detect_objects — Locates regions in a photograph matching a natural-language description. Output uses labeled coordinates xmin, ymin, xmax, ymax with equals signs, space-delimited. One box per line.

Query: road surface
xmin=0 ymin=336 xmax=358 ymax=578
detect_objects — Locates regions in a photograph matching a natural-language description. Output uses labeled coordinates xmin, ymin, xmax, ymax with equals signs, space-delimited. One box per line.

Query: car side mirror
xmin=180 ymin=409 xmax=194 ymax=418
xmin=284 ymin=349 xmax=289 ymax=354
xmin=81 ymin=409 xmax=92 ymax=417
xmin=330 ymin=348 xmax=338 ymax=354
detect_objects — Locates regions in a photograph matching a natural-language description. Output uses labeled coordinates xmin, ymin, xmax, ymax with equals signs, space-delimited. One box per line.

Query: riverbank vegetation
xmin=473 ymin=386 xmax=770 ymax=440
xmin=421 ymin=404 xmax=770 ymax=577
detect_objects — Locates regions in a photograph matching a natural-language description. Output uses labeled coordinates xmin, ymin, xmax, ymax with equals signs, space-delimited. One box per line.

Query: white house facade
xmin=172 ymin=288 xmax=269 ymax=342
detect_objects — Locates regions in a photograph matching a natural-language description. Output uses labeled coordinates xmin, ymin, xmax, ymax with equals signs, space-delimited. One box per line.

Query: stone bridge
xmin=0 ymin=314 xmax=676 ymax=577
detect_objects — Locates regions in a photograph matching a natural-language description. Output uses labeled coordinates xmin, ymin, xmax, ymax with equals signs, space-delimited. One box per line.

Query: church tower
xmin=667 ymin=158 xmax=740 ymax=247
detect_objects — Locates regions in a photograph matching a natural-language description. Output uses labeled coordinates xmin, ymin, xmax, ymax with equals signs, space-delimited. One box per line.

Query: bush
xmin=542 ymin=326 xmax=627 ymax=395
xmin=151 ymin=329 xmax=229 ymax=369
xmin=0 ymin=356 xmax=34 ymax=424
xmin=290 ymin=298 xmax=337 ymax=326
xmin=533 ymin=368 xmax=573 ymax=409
----------------------------------------
- PROBLEM DETAILS
From start to finish, retype the records above with complete accuracy.

- EXERCISE ANSWER
detect_objects — Locates regions in a photograph matching a natural-language description. Output uses labeled coordinates xmin, ymin, xmax, ymax with equals signs, space-delimited. One box per line.

Query: road surface
xmin=0 ymin=336 xmax=358 ymax=578
detect_objects — Locates regions in a photograph matching a natural-language description. Output uses labeled coordinates xmin, ymin, xmax, ymax with equals signs, space-delimited. One box per line.

Query: car side mirror
xmin=180 ymin=409 xmax=194 ymax=418
xmin=284 ymin=349 xmax=289 ymax=354
xmin=81 ymin=409 xmax=92 ymax=417
xmin=330 ymin=348 xmax=338 ymax=354
detect_objects — Locates regions in a photograph matching a natural-language description. Output uses labeled coordinates xmin, ymin, xmax, ymax with equals signs, space-delimited. One box per line.

Query: riverbank vegetation
xmin=473 ymin=386 xmax=770 ymax=440
xmin=421 ymin=404 xmax=770 ymax=577
detect_objects — Locates regions in a photograph matching a natural-language description. Output uses labeled coordinates xmin, ymin, xmax, ymax with equals signs, space-delimited. One box per line.

Query: white house facade
xmin=172 ymin=288 xmax=269 ymax=342
detect_objects — Locates regions in a photograph matching a natural-language description. Output uses labeled coordinates xmin, ymin, xmax, ymax with equals signs, space-delimited. One box per line.

Query: stone bridge
xmin=0 ymin=314 xmax=676 ymax=577
detect_objects — Locates regions in a photograph matching a natural-language description. Output uses labeled coordinates xmin, ymin, xmax, ymax with equals signs, space-delimited. One box per line.

Query: church tower
xmin=667 ymin=158 xmax=740 ymax=247
detect_objects — Locates regions in a photograph matching a natural-language description. Output uses labeled coordinates xmin, ymin, xmax, ymax with equals signs, space-delimited. One box per line.

Query: bush
xmin=542 ymin=326 xmax=627 ymax=395
xmin=151 ymin=329 xmax=229 ymax=369
xmin=0 ymin=356 xmax=34 ymax=424
xmin=290 ymin=298 xmax=337 ymax=326
xmin=533 ymin=368 xmax=573 ymax=409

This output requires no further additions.